### Saved entries
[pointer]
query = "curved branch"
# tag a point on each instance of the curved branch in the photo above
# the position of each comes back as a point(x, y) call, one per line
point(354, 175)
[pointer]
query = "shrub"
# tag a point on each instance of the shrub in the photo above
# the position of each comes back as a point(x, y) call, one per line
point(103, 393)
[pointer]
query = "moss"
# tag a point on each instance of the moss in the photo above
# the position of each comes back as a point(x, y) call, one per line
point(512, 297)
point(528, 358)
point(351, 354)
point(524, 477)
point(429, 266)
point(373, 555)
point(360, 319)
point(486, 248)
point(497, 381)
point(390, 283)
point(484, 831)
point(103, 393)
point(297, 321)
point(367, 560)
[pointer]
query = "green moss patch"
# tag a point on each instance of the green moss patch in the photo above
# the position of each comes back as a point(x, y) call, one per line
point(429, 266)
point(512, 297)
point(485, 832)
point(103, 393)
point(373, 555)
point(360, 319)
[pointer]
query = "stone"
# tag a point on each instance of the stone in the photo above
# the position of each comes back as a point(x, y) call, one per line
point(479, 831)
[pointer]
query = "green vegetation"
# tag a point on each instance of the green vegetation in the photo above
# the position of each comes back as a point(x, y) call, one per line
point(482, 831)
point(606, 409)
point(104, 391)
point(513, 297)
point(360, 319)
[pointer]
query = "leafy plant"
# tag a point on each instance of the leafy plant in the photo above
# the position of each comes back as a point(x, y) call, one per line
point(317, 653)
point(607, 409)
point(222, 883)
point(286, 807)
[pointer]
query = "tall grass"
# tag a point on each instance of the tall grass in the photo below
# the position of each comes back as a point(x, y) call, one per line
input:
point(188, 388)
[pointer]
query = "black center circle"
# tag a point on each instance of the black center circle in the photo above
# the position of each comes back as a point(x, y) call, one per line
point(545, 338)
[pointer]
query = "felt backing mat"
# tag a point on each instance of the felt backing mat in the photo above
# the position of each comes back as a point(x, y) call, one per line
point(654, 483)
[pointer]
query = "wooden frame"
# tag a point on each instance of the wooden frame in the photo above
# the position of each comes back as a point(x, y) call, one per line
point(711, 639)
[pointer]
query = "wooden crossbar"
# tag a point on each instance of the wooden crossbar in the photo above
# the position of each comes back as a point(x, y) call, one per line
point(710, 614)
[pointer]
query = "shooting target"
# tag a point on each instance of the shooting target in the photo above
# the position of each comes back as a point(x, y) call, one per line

### Try it
Reproduce the data above in full. Leave nothing out.

### Response
[pointer]
query = "curved branch"
# tag a point on each instance of the curved branch in the photo above
# the position of each comes back as a point(x, y) call, one per line
point(354, 175)
[pointer]
query = "shrub"
# tag a point on each instance of the shrub in the photo above
# the position of each comes back as a point(x, y) call, one per line
point(103, 393)
[pointer]
query = "moss"
# tag a point on each instance of the moss in the photo above
# the position of each comes back as a point(x, y) call, one per line
point(512, 297)
point(528, 358)
point(351, 354)
point(524, 477)
point(429, 266)
point(373, 555)
point(360, 319)
point(486, 248)
point(497, 381)
point(390, 283)
point(484, 831)
point(103, 393)
point(297, 321)
point(367, 560)
[pointer]
query = "green moss patch"
# tag a point on each instance of the green moss patch in the photo above
# the position of each comes back as a point(x, y) call, one per line
point(429, 266)
point(512, 297)
point(485, 832)
point(103, 393)
point(373, 555)
point(360, 319)
[pointer]
query = "stone"
# tag a point on each instance of the stone in the photo above
# the position of each comes back as a point(x, y) call, one per line
point(479, 831)
[pointer]
query = "green vegetation"
# tag a point on each instance of the green vegetation in the photo above
# the position of each comes back as a point(x, y) call, one per line
point(482, 831)
point(606, 409)
point(104, 391)
point(513, 297)
point(360, 319)
[pointer]
query = "leafy plant"
# tag a point on each instance of the leafy plant in the photo above
# the position of each comes back as a point(x, y) call, one per line
point(317, 653)
point(607, 409)
point(222, 883)
point(286, 807)
[pointer]
query = "tall grass"
# tag a point on each instance of the tall grass in the photo below
# the position of each comes back as a point(x, y) call, one per line
input:
point(188, 388)
[pointer]
query = "black center circle"
# tag a point on each instance of the black center circle in the photo above
# the position of each comes back as a point(x, y) call, one per line
point(545, 338)
[pointer]
query = "felt backing mat"
# tag a point on each instance of the felt backing mat in the photo above
# the position of each comes back as a point(x, y) call, one per line
point(654, 483)
[pointer]
query = "wooden frame"
# tag a point on each instance of the wooden frame in the photo above
# the position of each comes back as a point(x, y) call, one per line
point(711, 639)
[pointer]
query = "wooden crossbar"
# tag a point on each instance of the wooden crossbar in the photo above
# the position of each comes back as a point(x, y) call, one per line
point(710, 614)
[pointer]
query = "shooting target"
# tag a point on each instance of the shooting target in the photo above
# the position of each comes back as a point(x, y) call, one per line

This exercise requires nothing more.